▶ Written exercise 1:
Answer these questions about the raspberry text:
(a) What are the smaller fruits that make up a raspberry called?
(b) What do raspberries grow on?
(c) How does the flavor of raspberries compare with that of most other berries?
▶ Written exercise 2:
Print the portion of the raspberry text between "Nutritional and Other" and "they are picked.", inclusive.
▶ Written exercise 3:
Proceed with the raspberry text, picking up after its final sentence.

===== Quoted text

Eat 5 A Day for Good Health!
Nutritional and Other Information
About Raspberries from
the Barren County Farmers' Market




Eat 5 A Day for Good Health!

Raspberries are a small, deep colored berry, usually red, which is very tender, has a sweet flavor that is slightly tart, and a pleasant aroma. Its flavor is stronger than most other types of berries.

The berries grow on a thorny bush or cane, although some varieties are thornless.

The berry consists of a group of smaller fruits that are called drupelets, which each contain a tiny seed. The drupelets are clustered together around a central core. When picked from the bush, the core remains on the bush, leaving the raspberry hollow at the base. This is an easy way to distinguish them from blackberries whose core comes with them when they are picked.

Eat 5 A Day for Good Health!

==========
===== Data segment

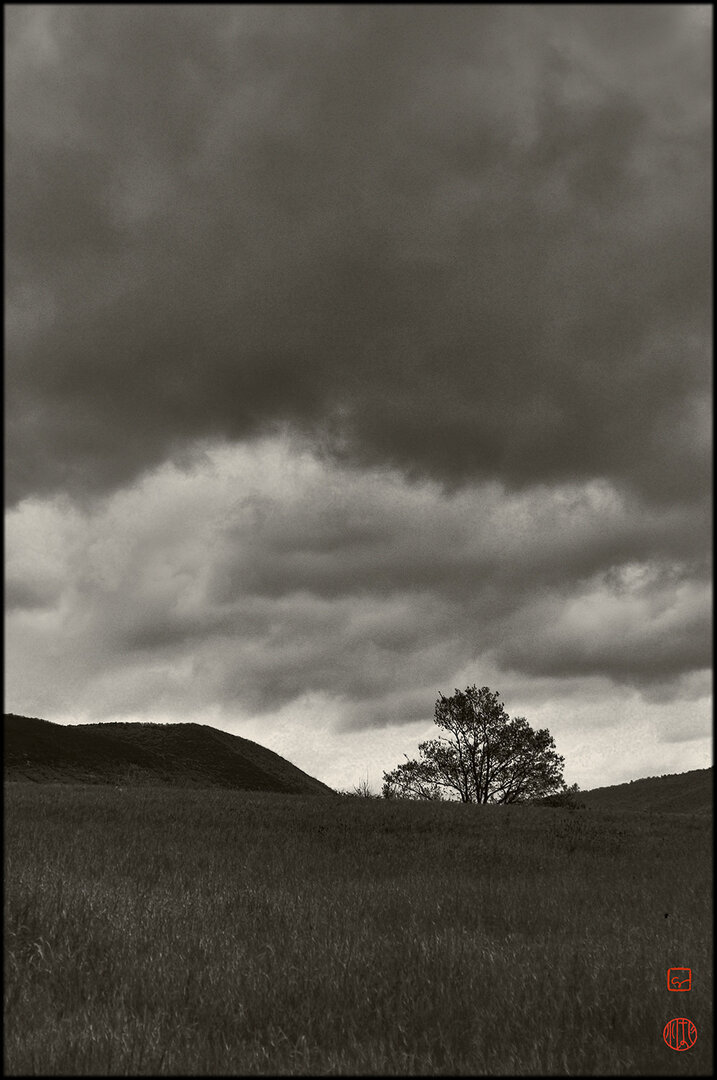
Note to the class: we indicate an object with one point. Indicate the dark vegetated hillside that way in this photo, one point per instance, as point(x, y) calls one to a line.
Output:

==========

▶ Task answer 1:
(a) Drupelets.
(b) A thorny bush or cane, though some varieties are thornless.
(c) It is stronger.

▶ Task answer 2:
Nutritional and Other Information
About Raspberries from
the Barren County Farmers' Market




Eat 5 A Day for Good Health!

Raspberries are a small, deep colored berry, usually red, which is very tender, has a sweet flavor that is slightly tart, and a pleasant aroma. Its flavor is stronger than most other types of berries.

The berries grow on a thorny bush or cane, although some varieties are thornless.

The berry consists of a group of smaller fruits that are called drupelets, which each contain a tiny seed. The drupelets are clustered together around a central core. When picked from the bush, the core remains on the bush, leaving the raspberry hollow at the base. This is an easy way to distinguish them from blackberries whose core comes with them when they are picked.

▶ Task answer 3:
The most common variety is the red raspberry. However, other varieties exist which include the purple-flowering, the black raspberry and the golden raspberry. The red raspberry's peak season is usually more towards the end of the summer into fall. They seem to produce better in the cooler weather. They are larger and less seedy in comparison to the black raspberries.

The black raspberry has a distinctively black color, is typically found in forests and field areas, and is referred to as the wild raspberry. It is usually a little smaller than the other varieties except for varieties which are tame. It can be found in forests, fields and hedgerows and, if you are lucky, at your local farmers' market. Before ripening, the black raspberry will go from green to a white to pink to red color and then becomes increasingly deeper and darker in color as it ripens.

Eat 5 A Day for Good Health!

The golden raspberry is most often produced in limited quantities to be served as a dessert berry. This variety has a bright gold to orange color, a typical raspberry texture and a plump round meaty fruit. They are very sweet and delicious and can be used like any other raspberry.

The purple-flowering raspberry is generally found growing wild in country forests, fields, and hedgerows. The fruit has a flat dome-shaped appearance with a faded red coloring. It is not as sweet as the red variety but is very tasty when sweetened and served as a dessert.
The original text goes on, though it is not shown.